══ DATA PROVIDED ══
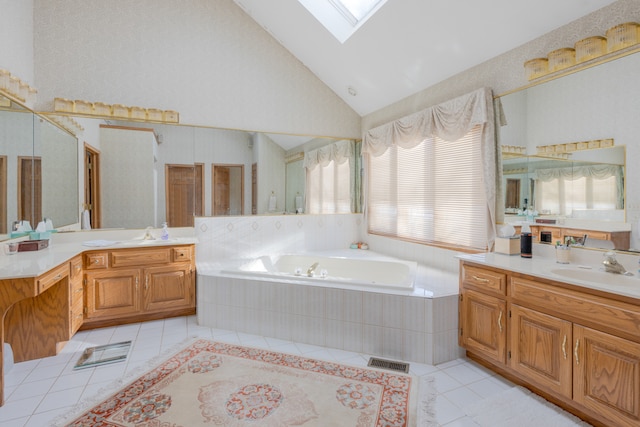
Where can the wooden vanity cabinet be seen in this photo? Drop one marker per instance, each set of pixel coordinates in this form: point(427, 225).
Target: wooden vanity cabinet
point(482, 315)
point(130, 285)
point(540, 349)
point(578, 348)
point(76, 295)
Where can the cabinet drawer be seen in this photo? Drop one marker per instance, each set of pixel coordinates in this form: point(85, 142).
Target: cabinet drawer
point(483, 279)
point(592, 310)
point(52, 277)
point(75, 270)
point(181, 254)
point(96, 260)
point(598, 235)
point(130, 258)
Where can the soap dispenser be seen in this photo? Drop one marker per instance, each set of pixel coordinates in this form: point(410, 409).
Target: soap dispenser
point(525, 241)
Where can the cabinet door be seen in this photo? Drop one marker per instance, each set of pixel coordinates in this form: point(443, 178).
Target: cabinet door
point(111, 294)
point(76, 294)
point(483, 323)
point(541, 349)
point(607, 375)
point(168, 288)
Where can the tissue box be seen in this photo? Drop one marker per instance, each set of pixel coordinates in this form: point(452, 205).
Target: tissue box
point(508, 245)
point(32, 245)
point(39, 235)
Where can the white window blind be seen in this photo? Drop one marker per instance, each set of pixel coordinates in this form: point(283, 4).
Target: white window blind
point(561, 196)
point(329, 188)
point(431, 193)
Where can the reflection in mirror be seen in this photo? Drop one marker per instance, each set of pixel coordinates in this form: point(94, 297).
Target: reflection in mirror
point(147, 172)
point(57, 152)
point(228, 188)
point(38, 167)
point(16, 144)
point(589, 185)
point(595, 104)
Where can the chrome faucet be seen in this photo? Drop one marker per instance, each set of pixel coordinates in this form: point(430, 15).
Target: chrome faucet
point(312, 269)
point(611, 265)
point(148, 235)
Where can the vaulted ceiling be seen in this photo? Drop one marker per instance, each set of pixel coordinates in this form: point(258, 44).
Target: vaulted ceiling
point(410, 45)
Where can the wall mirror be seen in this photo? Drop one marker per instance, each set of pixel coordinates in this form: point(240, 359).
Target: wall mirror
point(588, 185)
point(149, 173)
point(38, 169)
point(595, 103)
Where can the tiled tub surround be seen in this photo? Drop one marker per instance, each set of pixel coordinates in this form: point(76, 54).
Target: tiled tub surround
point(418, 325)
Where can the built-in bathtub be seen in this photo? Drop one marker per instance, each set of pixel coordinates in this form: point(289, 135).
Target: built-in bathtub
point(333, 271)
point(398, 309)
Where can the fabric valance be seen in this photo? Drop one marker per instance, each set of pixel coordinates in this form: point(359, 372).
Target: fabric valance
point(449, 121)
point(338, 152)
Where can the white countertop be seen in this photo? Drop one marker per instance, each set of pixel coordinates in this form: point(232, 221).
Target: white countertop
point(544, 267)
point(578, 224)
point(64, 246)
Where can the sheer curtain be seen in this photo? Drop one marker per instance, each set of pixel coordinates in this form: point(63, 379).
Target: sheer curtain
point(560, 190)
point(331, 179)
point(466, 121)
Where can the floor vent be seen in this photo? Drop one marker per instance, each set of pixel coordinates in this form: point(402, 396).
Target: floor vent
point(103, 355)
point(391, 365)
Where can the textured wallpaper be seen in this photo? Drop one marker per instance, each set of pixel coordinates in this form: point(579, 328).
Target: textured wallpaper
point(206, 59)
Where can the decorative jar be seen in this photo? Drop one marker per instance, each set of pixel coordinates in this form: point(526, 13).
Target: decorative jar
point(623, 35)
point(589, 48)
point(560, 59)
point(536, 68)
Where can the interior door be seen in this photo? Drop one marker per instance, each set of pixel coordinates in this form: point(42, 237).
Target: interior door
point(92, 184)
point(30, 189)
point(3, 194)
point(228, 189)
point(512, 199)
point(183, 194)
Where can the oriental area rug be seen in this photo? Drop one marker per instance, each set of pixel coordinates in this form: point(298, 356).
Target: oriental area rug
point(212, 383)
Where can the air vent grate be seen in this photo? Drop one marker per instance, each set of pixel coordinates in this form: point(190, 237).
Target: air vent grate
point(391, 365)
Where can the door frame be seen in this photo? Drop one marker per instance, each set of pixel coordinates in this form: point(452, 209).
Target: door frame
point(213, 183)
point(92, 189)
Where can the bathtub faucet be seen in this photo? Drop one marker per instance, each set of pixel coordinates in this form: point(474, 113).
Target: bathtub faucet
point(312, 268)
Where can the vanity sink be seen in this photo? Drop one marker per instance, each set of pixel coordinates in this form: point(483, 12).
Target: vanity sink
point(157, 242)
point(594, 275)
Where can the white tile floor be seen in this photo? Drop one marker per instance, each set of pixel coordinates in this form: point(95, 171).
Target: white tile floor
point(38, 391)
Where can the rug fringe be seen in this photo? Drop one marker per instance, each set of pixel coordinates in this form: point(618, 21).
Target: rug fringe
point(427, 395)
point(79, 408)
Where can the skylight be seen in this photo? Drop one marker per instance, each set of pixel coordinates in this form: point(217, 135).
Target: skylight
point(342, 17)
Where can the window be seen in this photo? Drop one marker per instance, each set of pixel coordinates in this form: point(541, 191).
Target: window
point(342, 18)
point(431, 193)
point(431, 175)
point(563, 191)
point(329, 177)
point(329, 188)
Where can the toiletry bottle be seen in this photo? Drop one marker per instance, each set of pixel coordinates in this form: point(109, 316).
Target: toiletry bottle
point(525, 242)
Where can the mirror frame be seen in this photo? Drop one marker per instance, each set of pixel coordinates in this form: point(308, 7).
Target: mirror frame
═══
**EXERCISE DESCRIPTION:** Please print every entry above again word for word, from the first to the last, and leave out any pictures.

**RESULT:**
Where can the wooden vanity cabinet be seen in this photo? Drop one marker per instance, each set of pixel coordinates in this form: point(427, 225).
Target: wooden vanity cabinet
point(482, 315)
point(130, 285)
point(540, 349)
point(578, 348)
point(76, 295)
Where can the cabinet drawer be seen in this photo? Drop one marker per instance, each set of pixel coordinates in this form: point(85, 142).
Target: cabinet drawer
point(483, 279)
point(592, 310)
point(52, 277)
point(75, 270)
point(181, 254)
point(96, 260)
point(598, 235)
point(130, 258)
Where can the soap dispenser be seen in this photo? Drop one marker per instance, each set of pixel coordinates in this form: point(410, 409).
Target: soap dispenser
point(525, 241)
Where can the cabinet door be seen in this photo? Drop one marker per instance, each set of pixel coordinates in this form: point(443, 178).
Target: cabinet door
point(111, 294)
point(76, 294)
point(483, 323)
point(541, 349)
point(607, 375)
point(168, 288)
Where can the tissue box be seen in this photo? Drop one marker per instance, each set of pixel coordinates in this form: point(452, 205).
Target: tissue box
point(508, 245)
point(32, 245)
point(39, 235)
Where can the white window blind be seen in this photo? Drop one marker per instance, each set of pixel coordinates in this form: point(283, 4).
Target: white window blind
point(561, 196)
point(329, 188)
point(431, 193)
Where can the reflection in mirror be seen in this photo? Drop one marker per instance, each set of pixel coordinates in this form: point(94, 297).
Target: reflection in mirror
point(147, 172)
point(57, 152)
point(228, 188)
point(38, 167)
point(16, 144)
point(589, 185)
point(595, 104)
Where can the chrome faucet be seen in this photo? Drop one marker per instance, each set of pixel coordinates in this form: point(430, 15).
Target: chrome faucet
point(312, 269)
point(611, 265)
point(148, 235)
Where can the vaulted ceiling be seen in this photo? Drop one marker per instance, each set of pixel coordinates in this form: point(258, 44).
Target: vaulted ceiling
point(410, 45)
Where can the wall mirror be seen in this photo? Drop one marker per instance, each set of pixel coordinates in this form: point(240, 359).
Target: wall mirror
point(588, 185)
point(149, 173)
point(38, 169)
point(595, 103)
Where can the tiled tub surround be seen in this photo? Drop one marker per instance, each set of pixel coordinates in this form: point(76, 54).
Target: tiled tub surround
point(418, 325)
Where can the built-in bathtub be seen in this photo? Drop one marker per instance, each set of pixel coordinates in this form: point(289, 135).
Target: built-in bathtub
point(333, 271)
point(398, 309)
Where can the fabric valance be seen in this photo? Drop one marker per instance, each set of pixel coordinates in this form: point(359, 372).
Target: fabric valance
point(449, 121)
point(338, 152)
Where can the white countertop be seen in this photo? Drop one marker per instance, each set of pixel coordinates in this form: point(232, 221).
Target: white countertop
point(544, 267)
point(578, 224)
point(64, 246)
Where can the sheer curtain be seen in this photo? Drop one marker per instance, each set of pixel coordinates in this form: point(63, 379).
Target: sheer curtain
point(560, 190)
point(331, 179)
point(466, 121)
Where can the floor vent be seen in this photo? Drop one marker per instance, each set of pixel coordinates in this form: point(402, 396).
Target: floor vent
point(103, 355)
point(391, 365)
Where can the textured wallpaper be seen in this photo? Drop one marker per instance, each set of pixel coordinates in this form: point(579, 328).
Target: textured wallpaper
point(206, 59)
Where can the decorative jar be seen in this photo? Drop one marker per instance, each set of pixel coordinates in this form: point(526, 13).
Target: decorative jar
point(623, 35)
point(589, 48)
point(560, 59)
point(536, 68)
Where can the interior door be seen in this photo? Drop one marker per instance, each set of pixel coordinates in this form: point(42, 237).
Target: interior door
point(92, 184)
point(30, 189)
point(3, 194)
point(228, 189)
point(512, 199)
point(183, 194)
Where can the oriental area rug be seen in this photo? Drop one marker per instance, each set of pixel coordinates in this form: point(298, 356).
Target: oriental area rug
point(212, 383)
Where can the air vent grate be seen in this photo? Drop one marker per instance, each set of pixel coordinates in this form: point(190, 237).
Target: air vent grate
point(391, 365)
Where can the door frame be seen in this photo? Drop one marker per instance, each set of pixel coordinates in this form: point(452, 209).
Target: door frame
point(213, 183)
point(92, 189)
Where can the bathtub faucet be seen in this photo? Drop one marker per instance, each set of pixel coordinates in this form: point(474, 113).
Target: bathtub faucet
point(312, 268)
Where can the vanity sink be seen in this photo? Drop one marker per instance, each set of pixel coordinates in this form: point(483, 12).
Target: vanity sink
point(157, 242)
point(594, 275)
Where can the white tile floor be seen in this photo? Drop one marker per instance, each set of pixel coordinates in this form: point(95, 171).
Target: white tile floor
point(38, 391)
Where can the rug fringe be seen in this photo? Drop one marker per instance, each set of pixel coordinates in this form: point(618, 21).
Target: rug fringe
point(427, 395)
point(79, 408)
Where can the skylight be seen in this photo? Drop one marker per instance, each set of pixel coordinates in this form: point(217, 135).
Target: skylight
point(342, 17)
Where can the window be seen in this photo? Drop one marker per instance, each set of pixel coordinates in this form: point(541, 191).
Target: window
point(342, 18)
point(431, 193)
point(431, 175)
point(563, 191)
point(329, 177)
point(329, 188)
Where can the toiletry bottle be seen in this photo? Drop one marker per instance, each set of pixel coordinates in this form: point(109, 316).
Target: toiletry bottle
point(525, 242)
Where can the mirror frame be seen in this photo? Drop one marker per instance, each set of pixel coordinates in this form: point(308, 7).
Target: mirror frame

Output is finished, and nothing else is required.